Exercise details |
Images are not part of the copy; transcribe all the data exactly.

Data for review |
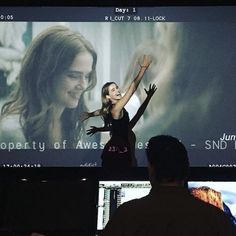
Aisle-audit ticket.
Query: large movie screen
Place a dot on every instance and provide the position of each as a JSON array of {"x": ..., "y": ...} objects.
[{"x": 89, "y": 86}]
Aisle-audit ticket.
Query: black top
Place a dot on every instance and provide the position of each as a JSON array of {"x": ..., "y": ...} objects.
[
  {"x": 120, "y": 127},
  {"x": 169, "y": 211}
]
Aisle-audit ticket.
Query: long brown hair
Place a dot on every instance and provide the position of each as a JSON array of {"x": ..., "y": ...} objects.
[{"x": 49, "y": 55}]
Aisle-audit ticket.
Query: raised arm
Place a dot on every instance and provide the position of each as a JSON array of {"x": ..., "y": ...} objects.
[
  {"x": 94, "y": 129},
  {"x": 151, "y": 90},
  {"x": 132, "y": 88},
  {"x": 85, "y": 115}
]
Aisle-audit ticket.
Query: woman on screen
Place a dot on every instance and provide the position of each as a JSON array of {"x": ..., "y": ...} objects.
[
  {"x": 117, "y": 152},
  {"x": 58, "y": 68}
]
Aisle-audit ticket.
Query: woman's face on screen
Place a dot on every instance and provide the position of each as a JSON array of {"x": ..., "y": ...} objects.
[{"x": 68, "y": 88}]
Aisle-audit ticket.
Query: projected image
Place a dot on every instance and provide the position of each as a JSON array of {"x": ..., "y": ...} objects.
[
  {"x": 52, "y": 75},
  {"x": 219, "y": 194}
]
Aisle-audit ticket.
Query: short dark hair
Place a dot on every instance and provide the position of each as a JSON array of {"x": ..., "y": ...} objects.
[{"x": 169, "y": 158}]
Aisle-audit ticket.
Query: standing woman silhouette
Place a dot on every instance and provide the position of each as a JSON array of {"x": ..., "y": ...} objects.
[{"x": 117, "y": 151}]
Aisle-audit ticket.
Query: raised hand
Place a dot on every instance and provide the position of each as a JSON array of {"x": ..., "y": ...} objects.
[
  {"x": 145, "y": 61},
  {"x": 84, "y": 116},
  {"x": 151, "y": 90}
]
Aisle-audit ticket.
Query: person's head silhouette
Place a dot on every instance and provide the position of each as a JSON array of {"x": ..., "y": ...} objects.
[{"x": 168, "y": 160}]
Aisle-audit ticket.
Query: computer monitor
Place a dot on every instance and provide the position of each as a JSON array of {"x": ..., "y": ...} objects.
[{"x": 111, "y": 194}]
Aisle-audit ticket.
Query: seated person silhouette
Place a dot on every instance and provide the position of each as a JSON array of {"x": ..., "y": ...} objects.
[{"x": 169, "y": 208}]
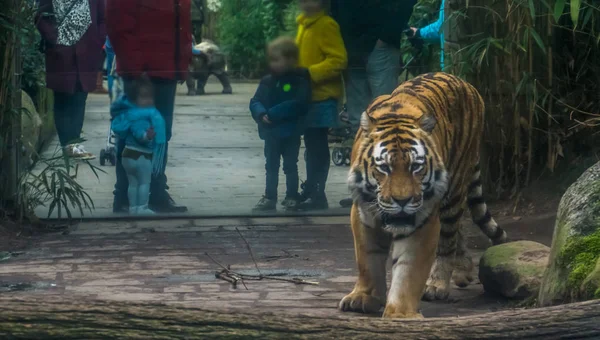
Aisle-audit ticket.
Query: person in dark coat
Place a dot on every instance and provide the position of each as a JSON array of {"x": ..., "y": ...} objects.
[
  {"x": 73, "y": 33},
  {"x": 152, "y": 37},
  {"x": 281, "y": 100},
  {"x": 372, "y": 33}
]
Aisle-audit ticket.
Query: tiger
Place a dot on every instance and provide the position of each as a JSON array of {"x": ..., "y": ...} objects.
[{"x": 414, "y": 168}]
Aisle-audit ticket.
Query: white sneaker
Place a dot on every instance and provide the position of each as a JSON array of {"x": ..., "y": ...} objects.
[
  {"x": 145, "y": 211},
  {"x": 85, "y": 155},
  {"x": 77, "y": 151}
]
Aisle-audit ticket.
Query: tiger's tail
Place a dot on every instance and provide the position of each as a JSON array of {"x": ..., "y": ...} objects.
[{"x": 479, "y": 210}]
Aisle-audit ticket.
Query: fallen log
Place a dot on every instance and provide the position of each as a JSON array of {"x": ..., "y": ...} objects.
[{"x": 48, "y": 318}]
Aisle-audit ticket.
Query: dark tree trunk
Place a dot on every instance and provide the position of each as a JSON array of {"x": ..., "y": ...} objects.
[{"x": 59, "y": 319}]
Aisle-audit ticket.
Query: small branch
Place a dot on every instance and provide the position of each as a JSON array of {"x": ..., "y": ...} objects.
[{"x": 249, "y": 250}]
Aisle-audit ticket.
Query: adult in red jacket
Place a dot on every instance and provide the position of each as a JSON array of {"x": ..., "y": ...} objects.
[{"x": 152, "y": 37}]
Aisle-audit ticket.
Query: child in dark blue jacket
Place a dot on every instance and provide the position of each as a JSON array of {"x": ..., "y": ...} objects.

Exercise solution |
Aisle-audit ticket.
Query: large movie screen
Place a dot on every instance and provide the position of each as a JSON array of {"x": ..., "y": ...} objects.
[{"x": 89, "y": 86}]
Aisle-audit ticket.
Query: black top
Place a dot on every instance and provide the position of each as a JSON array of {"x": ..., "y": ...} objects.
[
  {"x": 120, "y": 127},
  {"x": 169, "y": 211}
]
Aisle-audit ticket.
Query: long brown hair
Place a dot on every instance and provide the position of each as a JSON array of {"x": ..., "y": ...} objects.
[{"x": 49, "y": 55}]
Aisle-audit ticket.
Query: raised arm
Place a dot on every instance and provide the position of each as a JSON array of {"x": ..., "y": ...} objects.
[
  {"x": 94, "y": 129},
  {"x": 151, "y": 90},
  {"x": 132, "y": 88},
  {"x": 85, "y": 115}
]
Aisle-audit ticket.
Query: woman on screen
Place a dot on every instance and provide the position of each as a JSON array of {"x": ..., "y": ...} objects.
[
  {"x": 117, "y": 152},
  {"x": 58, "y": 68}
]
Aisle-audit ticket.
Query: woman's face on screen
Place a dot on every instance and provide the position of each as a JSON array of {"x": ..., "y": ...} objects.
[{"x": 68, "y": 88}]
Aisle-audit ticket.
Query: projected image
Place a dot on every instance and provide the position of each as a JSON array of {"x": ..., "y": ...} objects.
[
  {"x": 52, "y": 75},
  {"x": 219, "y": 194}
]
Aisle-audit ticket.
Query: short dark hair
Place a dot on every instance and provide the position of each as a JSON array of {"x": ..., "y": ...} objects.
[{"x": 169, "y": 158}]
Aisle-audit ticket.
Query: standing woman silhouette
Place a dot on every instance and provide the position of each as a JSON array of {"x": ..., "y": ...} objects.
[{"x": 117, "y": 151}]
Aisle-audit ticket.
Query: raised hand
Place a dot on every instance and provide the position of each as a JSON array of {"x": ..., "y": ...} objects.
[
  {"x": 145, "y": 61},
  {"x": 84, "y": 116},
  {"x": 151, "y": 90}
]
Aisle-audit ticket.
Query: person's head silhouette
Place a dot on every instance and provide the position of each as a JSON array of {"x": ..., "y": ...} objects.
[{"x": 168, "y": 160}]
Aisle-audit ticket.
Query: computer monitor
Place a dot on every instance and provide the position of each as a JSON array of {"x": ..., "y": ...} objects.
[{"x": 111, "y": 194}]
Aisle-audit ticket.
Query: seated person silhouette
Place a dot on every instance and provide the position of each as a JSON array of {"x": ..., "y": ...} objects.
[{"x": 169, "y": 208}]
Aisle-audit ticket.
Query: person in dark coat
Place a dot on every instance and provide the position of each as a JSON array of {"x": ..., "y": ...} objects.
[
  {"x": 73, "y": 33},
  {"x": 152, "y": 37},
  {"x": 281, "y": 100},
  {"x": 372, "y": 33}
]
Aisle-audit ticket.
Query: tiger
Place a dot on every instance and provide the position of each as a JSON array of {"x": ..., "y": ...} objects.
[{"x": 414, "y": 168}]
Aisle-audit ticket.
Query: white sneaker
Place a dot on every instance and provide the position of each as a JSON array of {"x": ..., "y": ...} objects.
[
  {"x": 145, "y": 211},
  {"x": 85, "y": 155},
  {"x": 77, "y": 151}
]
Aisle-audit ticket.
Query: tiger's tail
Place a dot on every instance and provide the position of each as a JSON array of {"x": ..., "y": ...} objects.
[{"x": 479, "y": 210}]
Aisle-audit ticket.
Query: fallen log
Place a dot on every instance and provide the position of each as a JSON array of {"x": ..., "y": ...} objects.
[{"x": 48, "y": 318}]
Aisle-audit ticket.
Query: dark tree trunk
Place a dot on every instance and provide the position of each as a JSON array of {"x": ..., "y": ...} objects.
[{"x": 59, "y": 319}]
Aisle-audit ticket.
Query: small branch
Place a dot on every instance and provide the position of each as a JSON array of {"x": ..., "y": ...} objects.
[{"x": 249, "y": 250}]
Aisle-audit ticket.
Query: adult in red jacket
Place a dot on every instance and provide the position of each as a JSON array of {"x": ..., "y": ...} objects.
[{"x": 152, "y": 37}]
Aisle-audit ticket.
Query: child in dark blue jacket
Place a dot on every instance and provide the position of each as a JSON array of {"x": ..., "y": ...} objects.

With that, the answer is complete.